▶ Task description:
Extract all lines from the data beneath that include the word "wooden".

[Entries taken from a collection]
◇ ◇ ◇ ◇ ◇ ◇ ◇

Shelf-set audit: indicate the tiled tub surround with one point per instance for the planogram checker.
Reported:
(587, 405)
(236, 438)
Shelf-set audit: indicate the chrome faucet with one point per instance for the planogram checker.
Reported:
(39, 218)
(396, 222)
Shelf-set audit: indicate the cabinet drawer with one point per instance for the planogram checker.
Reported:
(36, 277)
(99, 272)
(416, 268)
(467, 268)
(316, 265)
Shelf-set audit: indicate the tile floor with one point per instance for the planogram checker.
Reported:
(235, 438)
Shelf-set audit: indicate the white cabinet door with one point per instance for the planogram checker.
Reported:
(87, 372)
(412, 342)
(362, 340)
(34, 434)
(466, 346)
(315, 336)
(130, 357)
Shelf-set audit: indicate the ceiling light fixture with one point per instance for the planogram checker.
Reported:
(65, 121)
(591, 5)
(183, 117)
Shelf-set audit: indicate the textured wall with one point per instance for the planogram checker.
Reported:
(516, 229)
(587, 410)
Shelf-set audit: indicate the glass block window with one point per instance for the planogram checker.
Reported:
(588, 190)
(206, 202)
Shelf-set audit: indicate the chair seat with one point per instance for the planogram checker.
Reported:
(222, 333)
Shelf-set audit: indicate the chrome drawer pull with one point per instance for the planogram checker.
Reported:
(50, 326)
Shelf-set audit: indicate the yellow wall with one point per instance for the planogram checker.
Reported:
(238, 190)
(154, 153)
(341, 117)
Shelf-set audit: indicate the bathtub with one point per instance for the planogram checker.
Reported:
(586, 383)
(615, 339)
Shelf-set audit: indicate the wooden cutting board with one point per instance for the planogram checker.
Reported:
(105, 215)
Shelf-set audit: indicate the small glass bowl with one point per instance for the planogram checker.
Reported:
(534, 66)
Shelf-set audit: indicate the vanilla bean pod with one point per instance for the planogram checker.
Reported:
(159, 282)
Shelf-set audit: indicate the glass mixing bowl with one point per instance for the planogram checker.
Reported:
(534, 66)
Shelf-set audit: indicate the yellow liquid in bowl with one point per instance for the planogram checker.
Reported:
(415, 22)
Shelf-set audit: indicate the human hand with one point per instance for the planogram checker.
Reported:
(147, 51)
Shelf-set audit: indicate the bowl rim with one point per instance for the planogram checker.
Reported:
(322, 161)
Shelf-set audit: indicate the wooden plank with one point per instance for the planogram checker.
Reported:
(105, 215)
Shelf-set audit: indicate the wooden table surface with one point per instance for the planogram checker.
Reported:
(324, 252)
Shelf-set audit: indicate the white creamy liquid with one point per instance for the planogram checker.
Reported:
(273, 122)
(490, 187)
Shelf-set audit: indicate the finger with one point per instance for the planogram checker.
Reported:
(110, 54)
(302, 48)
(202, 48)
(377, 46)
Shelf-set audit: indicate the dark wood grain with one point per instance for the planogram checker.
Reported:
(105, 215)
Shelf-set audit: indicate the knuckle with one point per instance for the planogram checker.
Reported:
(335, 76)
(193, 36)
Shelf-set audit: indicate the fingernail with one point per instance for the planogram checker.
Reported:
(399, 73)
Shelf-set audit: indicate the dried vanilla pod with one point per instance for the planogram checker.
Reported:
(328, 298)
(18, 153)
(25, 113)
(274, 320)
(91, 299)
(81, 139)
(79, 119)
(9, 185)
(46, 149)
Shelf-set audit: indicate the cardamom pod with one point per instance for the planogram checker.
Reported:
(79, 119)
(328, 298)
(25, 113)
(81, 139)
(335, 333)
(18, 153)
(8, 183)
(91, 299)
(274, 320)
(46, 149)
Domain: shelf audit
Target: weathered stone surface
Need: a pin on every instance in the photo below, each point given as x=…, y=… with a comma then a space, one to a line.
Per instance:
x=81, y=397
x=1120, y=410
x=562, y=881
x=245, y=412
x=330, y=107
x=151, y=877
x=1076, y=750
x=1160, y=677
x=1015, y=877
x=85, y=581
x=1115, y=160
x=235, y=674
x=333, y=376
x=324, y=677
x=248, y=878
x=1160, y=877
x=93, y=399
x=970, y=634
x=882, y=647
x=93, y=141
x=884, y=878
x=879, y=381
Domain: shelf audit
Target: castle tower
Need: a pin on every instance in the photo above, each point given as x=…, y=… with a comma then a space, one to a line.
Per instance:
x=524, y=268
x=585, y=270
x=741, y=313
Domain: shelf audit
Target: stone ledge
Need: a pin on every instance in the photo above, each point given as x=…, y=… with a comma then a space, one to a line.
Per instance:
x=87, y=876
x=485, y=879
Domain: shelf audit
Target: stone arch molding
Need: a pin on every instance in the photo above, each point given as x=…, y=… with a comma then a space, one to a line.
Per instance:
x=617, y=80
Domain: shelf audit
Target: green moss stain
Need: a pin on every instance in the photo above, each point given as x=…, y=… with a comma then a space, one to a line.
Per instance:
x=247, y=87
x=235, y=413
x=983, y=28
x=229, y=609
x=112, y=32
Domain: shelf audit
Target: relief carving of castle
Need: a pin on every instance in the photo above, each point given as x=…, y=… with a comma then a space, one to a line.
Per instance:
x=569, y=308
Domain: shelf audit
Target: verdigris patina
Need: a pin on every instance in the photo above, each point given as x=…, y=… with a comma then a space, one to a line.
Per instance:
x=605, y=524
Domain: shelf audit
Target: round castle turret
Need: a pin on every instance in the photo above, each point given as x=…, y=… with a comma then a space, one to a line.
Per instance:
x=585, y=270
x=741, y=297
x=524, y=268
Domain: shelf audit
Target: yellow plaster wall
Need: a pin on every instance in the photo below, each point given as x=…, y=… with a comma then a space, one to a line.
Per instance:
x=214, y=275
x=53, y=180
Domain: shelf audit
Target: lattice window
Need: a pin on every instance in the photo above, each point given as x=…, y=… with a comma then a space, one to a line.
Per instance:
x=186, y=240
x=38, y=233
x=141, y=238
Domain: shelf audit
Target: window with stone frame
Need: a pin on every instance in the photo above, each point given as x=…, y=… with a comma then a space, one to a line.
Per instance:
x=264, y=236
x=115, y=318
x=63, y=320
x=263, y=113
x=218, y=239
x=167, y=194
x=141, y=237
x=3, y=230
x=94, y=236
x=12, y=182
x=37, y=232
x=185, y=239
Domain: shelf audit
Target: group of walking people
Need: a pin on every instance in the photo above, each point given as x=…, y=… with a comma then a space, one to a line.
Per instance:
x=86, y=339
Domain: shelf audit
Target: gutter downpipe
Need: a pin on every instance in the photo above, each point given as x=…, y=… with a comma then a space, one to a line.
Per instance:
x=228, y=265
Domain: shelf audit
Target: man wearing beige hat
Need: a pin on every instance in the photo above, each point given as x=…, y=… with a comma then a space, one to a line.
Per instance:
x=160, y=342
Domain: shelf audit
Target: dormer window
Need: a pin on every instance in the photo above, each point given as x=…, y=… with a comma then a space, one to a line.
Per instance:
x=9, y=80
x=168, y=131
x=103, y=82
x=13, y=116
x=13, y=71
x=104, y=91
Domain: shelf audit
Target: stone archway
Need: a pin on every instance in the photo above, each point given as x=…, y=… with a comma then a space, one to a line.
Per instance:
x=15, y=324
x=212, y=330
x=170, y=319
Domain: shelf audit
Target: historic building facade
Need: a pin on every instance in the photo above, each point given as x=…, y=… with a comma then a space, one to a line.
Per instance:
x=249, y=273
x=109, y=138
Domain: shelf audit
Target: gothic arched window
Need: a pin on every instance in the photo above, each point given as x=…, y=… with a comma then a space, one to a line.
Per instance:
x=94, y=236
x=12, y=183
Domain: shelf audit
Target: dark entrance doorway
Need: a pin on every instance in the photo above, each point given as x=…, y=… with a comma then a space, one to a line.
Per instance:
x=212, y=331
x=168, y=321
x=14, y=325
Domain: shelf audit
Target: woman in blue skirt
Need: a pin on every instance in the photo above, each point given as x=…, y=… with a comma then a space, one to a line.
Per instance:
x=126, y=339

◇ ◇ ◇ ◇ ◇ ◇ ◇

▶ Task answer:
Shelf-set audit: indicate the wooden cutting board with one point per instance for the planogram checker.
Shelf-set audit: indicate the wooden plank with one point per instance for the planogram checker.
Shelf-set audit: indicate the wooden table surface with one point per instance for the planogram checker.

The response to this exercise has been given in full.